Point labeling entries:
— Begin —

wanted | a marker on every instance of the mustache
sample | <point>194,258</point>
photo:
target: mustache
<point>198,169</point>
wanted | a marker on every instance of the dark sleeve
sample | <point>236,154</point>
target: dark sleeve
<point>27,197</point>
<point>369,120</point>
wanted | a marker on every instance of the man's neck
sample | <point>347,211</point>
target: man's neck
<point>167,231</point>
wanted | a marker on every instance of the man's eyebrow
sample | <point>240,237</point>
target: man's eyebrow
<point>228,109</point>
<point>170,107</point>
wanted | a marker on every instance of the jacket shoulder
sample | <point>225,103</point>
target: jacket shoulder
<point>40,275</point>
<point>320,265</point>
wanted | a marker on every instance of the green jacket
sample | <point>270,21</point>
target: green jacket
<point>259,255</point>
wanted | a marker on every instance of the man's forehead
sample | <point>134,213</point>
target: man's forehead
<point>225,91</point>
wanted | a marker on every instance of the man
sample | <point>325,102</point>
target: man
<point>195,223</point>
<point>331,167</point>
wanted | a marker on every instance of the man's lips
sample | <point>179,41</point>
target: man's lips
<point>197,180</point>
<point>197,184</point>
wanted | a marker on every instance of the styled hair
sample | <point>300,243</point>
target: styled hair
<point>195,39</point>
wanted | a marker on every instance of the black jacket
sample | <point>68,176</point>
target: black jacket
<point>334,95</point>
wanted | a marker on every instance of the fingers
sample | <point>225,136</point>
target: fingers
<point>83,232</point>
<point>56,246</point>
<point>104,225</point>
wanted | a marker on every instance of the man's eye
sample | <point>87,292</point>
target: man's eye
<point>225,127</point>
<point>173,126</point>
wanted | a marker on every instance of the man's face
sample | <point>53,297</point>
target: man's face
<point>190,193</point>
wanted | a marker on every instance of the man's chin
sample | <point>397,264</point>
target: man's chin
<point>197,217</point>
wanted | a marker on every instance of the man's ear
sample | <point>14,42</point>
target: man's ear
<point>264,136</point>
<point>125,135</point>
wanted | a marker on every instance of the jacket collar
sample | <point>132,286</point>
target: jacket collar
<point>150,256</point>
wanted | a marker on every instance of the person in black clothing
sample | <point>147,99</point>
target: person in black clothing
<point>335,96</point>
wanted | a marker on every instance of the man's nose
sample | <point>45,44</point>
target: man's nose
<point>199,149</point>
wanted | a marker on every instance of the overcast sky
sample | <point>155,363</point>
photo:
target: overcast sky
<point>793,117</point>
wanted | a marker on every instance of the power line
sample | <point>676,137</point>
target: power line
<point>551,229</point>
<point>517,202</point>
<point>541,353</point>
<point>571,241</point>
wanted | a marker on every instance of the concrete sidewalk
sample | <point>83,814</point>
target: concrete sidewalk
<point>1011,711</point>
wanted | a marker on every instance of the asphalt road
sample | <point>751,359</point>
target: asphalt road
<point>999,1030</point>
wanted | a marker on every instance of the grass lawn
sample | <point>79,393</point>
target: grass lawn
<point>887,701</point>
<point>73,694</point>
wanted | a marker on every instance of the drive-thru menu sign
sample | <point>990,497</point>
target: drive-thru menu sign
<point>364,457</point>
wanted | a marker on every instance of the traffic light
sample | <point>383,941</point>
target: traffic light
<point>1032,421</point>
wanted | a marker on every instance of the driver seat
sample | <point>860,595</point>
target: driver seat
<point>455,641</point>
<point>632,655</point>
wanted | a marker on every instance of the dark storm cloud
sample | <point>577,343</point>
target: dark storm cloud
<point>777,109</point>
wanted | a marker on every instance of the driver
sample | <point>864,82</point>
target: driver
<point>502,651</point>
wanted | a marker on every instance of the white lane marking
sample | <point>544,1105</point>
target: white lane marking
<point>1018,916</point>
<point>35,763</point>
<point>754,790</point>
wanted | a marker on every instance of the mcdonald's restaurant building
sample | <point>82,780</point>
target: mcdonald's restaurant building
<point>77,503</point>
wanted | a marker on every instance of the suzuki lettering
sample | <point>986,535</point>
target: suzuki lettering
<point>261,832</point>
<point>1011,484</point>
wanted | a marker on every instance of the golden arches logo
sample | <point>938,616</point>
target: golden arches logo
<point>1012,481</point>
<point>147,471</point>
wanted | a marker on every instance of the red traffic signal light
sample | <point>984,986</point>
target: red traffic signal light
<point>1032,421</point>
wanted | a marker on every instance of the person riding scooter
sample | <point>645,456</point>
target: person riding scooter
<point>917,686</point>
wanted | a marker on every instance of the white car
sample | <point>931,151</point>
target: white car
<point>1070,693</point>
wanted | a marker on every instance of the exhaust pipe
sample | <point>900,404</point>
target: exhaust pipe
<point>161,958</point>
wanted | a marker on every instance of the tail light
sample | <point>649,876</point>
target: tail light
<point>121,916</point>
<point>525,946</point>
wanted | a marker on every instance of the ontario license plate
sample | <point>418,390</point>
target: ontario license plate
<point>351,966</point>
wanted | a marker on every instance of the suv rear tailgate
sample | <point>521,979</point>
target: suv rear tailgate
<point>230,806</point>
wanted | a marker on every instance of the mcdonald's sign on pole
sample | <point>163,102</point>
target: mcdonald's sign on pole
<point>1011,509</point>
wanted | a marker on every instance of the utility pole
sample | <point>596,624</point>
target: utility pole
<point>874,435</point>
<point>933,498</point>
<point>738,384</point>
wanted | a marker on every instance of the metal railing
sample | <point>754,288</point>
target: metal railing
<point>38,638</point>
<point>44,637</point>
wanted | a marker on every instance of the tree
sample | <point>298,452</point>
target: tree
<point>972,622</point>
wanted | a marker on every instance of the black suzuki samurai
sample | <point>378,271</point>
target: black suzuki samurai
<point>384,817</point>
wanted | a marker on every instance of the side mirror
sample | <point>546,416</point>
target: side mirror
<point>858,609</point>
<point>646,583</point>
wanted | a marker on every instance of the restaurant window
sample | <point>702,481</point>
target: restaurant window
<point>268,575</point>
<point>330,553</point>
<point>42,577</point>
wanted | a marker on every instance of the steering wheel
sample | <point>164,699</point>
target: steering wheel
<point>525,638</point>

— End —

Please express the entries as a two-column CSV with the headers "entry" and "answer", one row per entry, each value in a single quoted field with its line breaks turned into spaces. Begin at the line that has "wanted | a marker on every instance of the man's eyebrow" and stop after the line that has "<point>197,217</point>", leaving out all other entries.

entry,answer
"wanted | a marker on every instance of the man's eyebrow sample | <point>240,237</point> target: man's eyebrow","<point>228,109</point> <point>170,107</point>"
"wanted | a marker on every instance of the jacket shoulder sample | <point>225,103</point> target: jacket shoulder","<point>40,275</point> <point>320,265</point>"
"wanted | a marker on every instance of the green jacket sample | <point>270,21</point> target: green jacket","<point>259,255</point>"
"wanted | a marker on every instance of the man's forehead sample | <point>134,213</point> target: man's forehead","<point>225,91</point>"
"wanted | a marker on every instance of the man sample | <point>325,102</point> target: man","<point>195,223</point> <point>331,167</point>"
"wanted | a marker on every instance of the man's lips sample | <point>179,41</point> target: man's lips","<point>197,180</point> <point>197,184</point>"
"wanted | a marker on every instance of the styled hair sample | <point>300,243</point> target: styled hair","<point>195,39</point>"
"wanted | a marker on every instance of the black jacket sample | <point>68,176</point> target: black jacket","<point>334,95</point>"
"wanted | a marker on every instance of the fingers sample | <point>225,136</point> target: fingers","<point>83,232</point> <point>56,246</point> <point>104,225</point>"
"wanted | a marker on every instance of the man's eye sample | <point>87,292</point> target: man's eye","<point>225,127</point> <point>173,126</point>"
"wanted | a marker on every instance of the man's face sample | <point>53,297</point> target: man's face","<point>190,193</point>"
"wanted | a marker on every instance of the man's chin sample | <point>397,264</point> target: man's chin","<point>197,217</point>"